-- Do this --
Copy out all of the material, matching it word for word.

-- Records for processing --
++++

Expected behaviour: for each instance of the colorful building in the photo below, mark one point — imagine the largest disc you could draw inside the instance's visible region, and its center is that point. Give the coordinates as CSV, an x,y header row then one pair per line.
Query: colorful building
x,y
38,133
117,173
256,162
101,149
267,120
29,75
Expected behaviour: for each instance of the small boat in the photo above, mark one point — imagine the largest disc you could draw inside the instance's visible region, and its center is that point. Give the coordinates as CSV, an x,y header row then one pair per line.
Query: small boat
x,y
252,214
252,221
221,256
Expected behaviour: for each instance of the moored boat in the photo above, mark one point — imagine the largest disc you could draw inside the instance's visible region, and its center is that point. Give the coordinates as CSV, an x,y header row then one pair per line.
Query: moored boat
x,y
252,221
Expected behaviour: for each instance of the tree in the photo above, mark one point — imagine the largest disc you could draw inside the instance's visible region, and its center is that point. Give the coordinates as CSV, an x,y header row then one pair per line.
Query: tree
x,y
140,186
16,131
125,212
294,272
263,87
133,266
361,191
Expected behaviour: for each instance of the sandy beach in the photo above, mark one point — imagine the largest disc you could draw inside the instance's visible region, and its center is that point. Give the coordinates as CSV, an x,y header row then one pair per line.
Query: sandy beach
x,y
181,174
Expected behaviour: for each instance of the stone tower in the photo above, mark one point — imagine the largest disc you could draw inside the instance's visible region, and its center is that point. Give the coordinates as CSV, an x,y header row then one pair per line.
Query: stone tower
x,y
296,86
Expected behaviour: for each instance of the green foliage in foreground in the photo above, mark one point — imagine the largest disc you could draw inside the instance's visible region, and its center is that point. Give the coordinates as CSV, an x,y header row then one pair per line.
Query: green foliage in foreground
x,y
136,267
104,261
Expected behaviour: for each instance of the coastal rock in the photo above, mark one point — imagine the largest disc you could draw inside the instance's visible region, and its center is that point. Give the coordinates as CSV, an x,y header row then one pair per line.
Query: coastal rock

++++

-- Full output --
Expected behaviour: for each instance of the colorful building in the photo below, mark one point — imagine the largest disc you could draw inside the instance's visible region, and its center is that point. Give the coordinates as CSV, an x,y header row then one pair per line.
Query: colorful building
x,y
38,133
117,173
256,162
101,149
267,120
29,75
Expected behaviour: for each instance of the small boat in the photo above, mark one point — imagine the largest disc you could draw inside the instance's visible region, and its center is that point. Give the coordinates as CSV, an x,y header row then one pair per line.
Query: small boat
x,y
252,214
252,221
221,256
Expected behaviour: for each instance of the moored boat in the photo above, mark one point — imagine the largest disc you could draw inside the instance's visible region, and its center is that point. Give the coordinates as CSV, an x,y header row then one pair per line.
Query: moored boat
x,y
252,221
Expected behaviour: for each instance of the tree in the photo above, mark one point — imagine the largest disc you could draw inside the instance's visible region, and its center is that point. Give the coordinates as CSV, an x,y header row then one pair per line.
Query: tree
x,y
140,186
16,131
125,212
294,272
263,87
133,266
361,191
Expected behaviour: for each instance of the sandy beach in the photo above, mark one point — imagine the largest disc you could draw inside the instance's visible region, and its center is that point. Give the coordinates as CSV, an x,y header row then one pair per line.
Query: sandy beach
x,y
181,174
Expected behaviour: for each instance of the stone tower in the photo above, mark one point — imagine the largest disc you could draw inside the instance's visible region, and its center is that point. Give the coordinates as CSV, an x,y header row then one pair per line.
Query: stone tower
x,y
296,86
Expected behaviour: for each instance of the green foliage in foreground in the photo above, mark one point — imagine the largest disc you could draw inside the instance's visible region, and its center is that point. Give the coordinates as CSV, an x,y header row then one pair per line.
Query: green foliage in foreground
x,y
136,267
104,261
Expected behaviour: for each instance of the coastal rock in the photo above, mark one point — imagine the largest disc you could draw inside the instance's visible region, and its center is that point. Give the coordinates as CSV, an x,y header row then one pair per line.
Query: coastal rock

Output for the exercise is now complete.